- _Given passage_
Summary

File type: Win32 EXE
Size:      276.992 bytes
MD5:       17a062692257bfe27e95a64a9e4e6a65
SHA1:      6580ac9fb2f54376ba1bea40f6339662dd1c76ab
SHA256:    faa18e54f144e8377cc6492f1daabeed658d4c2fbfdbdaf3caec6f5188c95ac9

This sample is a packed version of LokiBot. This packer has been pretty widespread during the years 2020 and 2021, and contains 3 stages before executing the main payload.

A sample using the same packer has been documented by Fumik0, but the third stage described in the article performs thread execution hijacking instead of process hollowing.

Stage 1

The first thing we notice after opening the sample in IDA and looking at WinMain, is the heavy use of WinAPI functions with nonsensical arguments: it might look like API hammering is being used here, but it’s actually all junk code, since before those instruction blocks there is always a comparison with the global variable dwBytes and a conditional jump:

It’s possible to make the control flow easier to follow by hiding the junk code, as shown below:

Proceding with the analysis, we discover that the executable loads kernel32.dll in memory, allocates some memory using GlobalAlloc and changes its memory protection attributes to RWX. It then decrypts the shellcode using TEA (Tiny Encryption Algorithm) and jumps inside it.

To find out the encryption algorithm used it’s possible to use the plugin findcrypt-yara. Moreover, by running the sample under a debugger, we can find that some other costants used commonly by TEA get calculated dynamically:

Stage 2

The second stage shellcode creates a memory structure on the stack and fills it with data that will be used by the next stage. It then decrypts, decompresses and executes the next stage shellcode.

- _Stated task A_
In the LokiBot packer analysis, which algorithm decrypts the shellcode in the first stage?
The records that follow are unrelated to the LokiBot packer analysis.

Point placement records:
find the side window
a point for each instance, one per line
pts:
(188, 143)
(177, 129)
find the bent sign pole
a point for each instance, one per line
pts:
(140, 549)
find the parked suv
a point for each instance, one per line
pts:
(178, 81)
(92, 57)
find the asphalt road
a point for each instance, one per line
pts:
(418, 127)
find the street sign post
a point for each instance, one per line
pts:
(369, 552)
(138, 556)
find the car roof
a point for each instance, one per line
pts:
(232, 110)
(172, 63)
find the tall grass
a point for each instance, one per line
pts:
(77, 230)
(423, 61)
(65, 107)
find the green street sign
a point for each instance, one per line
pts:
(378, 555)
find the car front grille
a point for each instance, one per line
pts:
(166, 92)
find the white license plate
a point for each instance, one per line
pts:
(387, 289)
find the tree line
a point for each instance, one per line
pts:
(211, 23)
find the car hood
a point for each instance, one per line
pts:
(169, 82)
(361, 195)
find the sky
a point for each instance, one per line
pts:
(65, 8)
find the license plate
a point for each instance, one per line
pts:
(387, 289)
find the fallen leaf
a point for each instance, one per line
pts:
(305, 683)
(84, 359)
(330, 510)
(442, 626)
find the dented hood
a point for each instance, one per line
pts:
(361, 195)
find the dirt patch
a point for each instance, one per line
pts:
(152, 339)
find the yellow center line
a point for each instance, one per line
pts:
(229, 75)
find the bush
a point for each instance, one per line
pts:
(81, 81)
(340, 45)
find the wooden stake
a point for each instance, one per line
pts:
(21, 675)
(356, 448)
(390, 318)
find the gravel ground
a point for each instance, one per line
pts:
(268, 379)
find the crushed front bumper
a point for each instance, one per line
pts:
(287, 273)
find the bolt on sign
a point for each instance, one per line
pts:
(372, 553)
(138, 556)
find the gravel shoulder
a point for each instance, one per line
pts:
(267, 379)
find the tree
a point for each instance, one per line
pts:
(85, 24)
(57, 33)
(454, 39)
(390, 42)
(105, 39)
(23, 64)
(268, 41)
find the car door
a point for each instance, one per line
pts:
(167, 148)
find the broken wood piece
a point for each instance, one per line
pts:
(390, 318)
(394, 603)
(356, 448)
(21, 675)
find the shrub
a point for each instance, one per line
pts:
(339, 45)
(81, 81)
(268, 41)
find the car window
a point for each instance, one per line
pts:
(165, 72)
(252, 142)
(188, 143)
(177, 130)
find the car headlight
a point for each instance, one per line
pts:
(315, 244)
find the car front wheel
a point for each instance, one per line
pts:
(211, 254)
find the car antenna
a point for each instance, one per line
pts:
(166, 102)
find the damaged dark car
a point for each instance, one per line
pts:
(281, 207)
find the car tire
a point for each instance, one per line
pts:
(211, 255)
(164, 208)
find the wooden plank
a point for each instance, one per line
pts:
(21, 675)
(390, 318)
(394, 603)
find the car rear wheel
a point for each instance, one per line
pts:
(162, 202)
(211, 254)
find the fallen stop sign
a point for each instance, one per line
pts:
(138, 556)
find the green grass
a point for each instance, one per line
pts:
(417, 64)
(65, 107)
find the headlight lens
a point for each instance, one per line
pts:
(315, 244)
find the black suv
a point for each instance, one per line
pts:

- _Stated task B_
Extract each line of the records that contains the word "green".

- _Result A_
TEA (Tiny Encryption Algorithm).

- _Result B_
find the green street sign
find the green grass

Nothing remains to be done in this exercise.